--- Problem ---
Keep writing the post about the failing Rails user-creation test, starting after its last sentence.

--- Page extract ---
I have an accounts model that holds some basic account info (account name, website, etc). I then have a user model that has the following in the app/models/user.rb
belongs_to :account
I also have the following in my routes.rb
map.resources :account, :has_many => [:users, :othermodel]
the problem I'm facing is that the following test is failing:
test "should create user" do
assert_difference('User.count') do
post :create, :user => { } #this is the line it's actually failing on
end
assert_redirected_to user_path(assigns(:user)) #it doesn't get here yet
end
The error it gives is "Can't find Account without ID" so I kind of understand WHY it's failing, because of the fact that it doesn't have the account object (or account_id as it were) to know under what account to create the user. I have tried variations of the following but I am completely lost:
post :create, :user => { accounts(:one) } #I have the 'fixtures :accounts' syntax at the top of the test class
post :create, [accounts(:one), :user] => { }
post :create, :user => { accounts(:one), #other params for :user }
and like I said, just about every variation I could think of. I can't find much documentation on doing this and this might be why people have moved to Factories for doing test data, but I want to understand things that come standard in Rails before moving onto other things.

--- Source material ---

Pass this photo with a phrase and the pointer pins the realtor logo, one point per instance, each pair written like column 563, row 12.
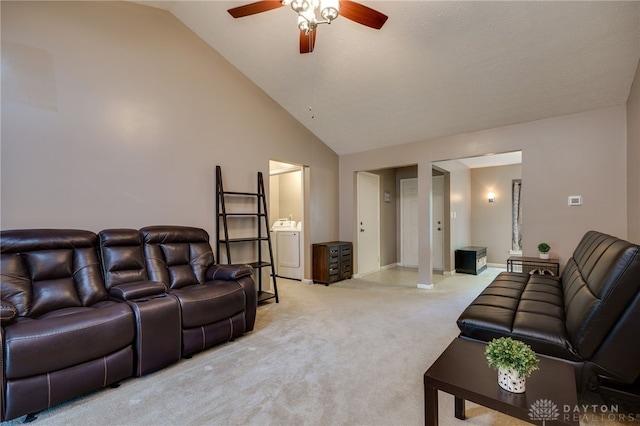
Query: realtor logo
column 543, row 409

--- Exercise response ---
Can anyone help me get this working?
UPDATE:
I managed to get the test to fail in a different location, I had to ensure that the test could actually get to the create action (have some authlogic stuff in my app)
it now says
undefined method 'users' for nil:Class
So now it's saying that it can't find a users collection on my @account object in the controller, basically because it still can't find the @account even though it doesn't actually fail to find the account in question. So my before_filter :find_account
works to the extent that it doesn't break, but it seem to not be finding the account.
I tried the post :create, :id => @account.id, :user => { }
but to no avail. Also tried post :create, :account => accounts(:one), :user => { }
and :user => { :account => accounts(:one) }
, again with the same result.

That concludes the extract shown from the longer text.